* **DATASET**:

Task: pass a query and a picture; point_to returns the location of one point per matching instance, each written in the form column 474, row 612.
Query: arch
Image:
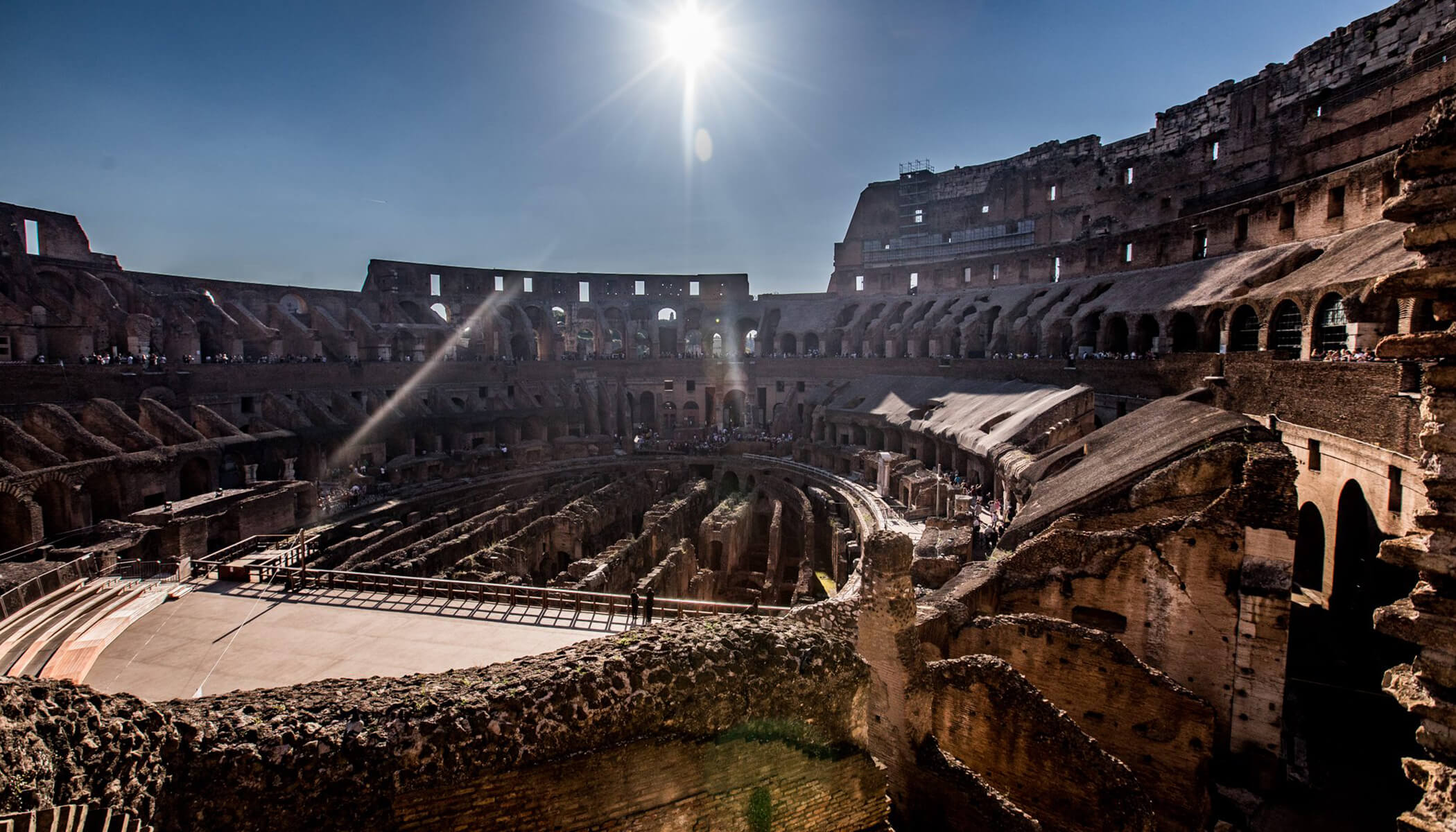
column 1358, row 542
column 1309, row 548
column 1423, row 318
column 1116, row 336
column 647, row 410
column 57, row 508
column 1213, row 331
column 1244, row 330
column 1286, row 327
column 1146, row 334
column 1331, row 333
column 1184, row 333
column 17, row 522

* **EXERCISE AIM**: Images stay out; the entries above are to be printed exactly.

* **REPLY**:
Task: pass a query and a picture; point_to returns the location of one point per matching instance, each written in the form column 474, row 612.
Query: arch
Image:
column 1358, row 542
column 1309, row 548
column 1423, row 318
column 1116, row 336
column 647, row 410
column 57, row 508
column 1213, row 331
column 1244, row 330
column 1286, row 327
column 1146, row 334
column 1331, row 333
column 1184, row 333
column 17, row 522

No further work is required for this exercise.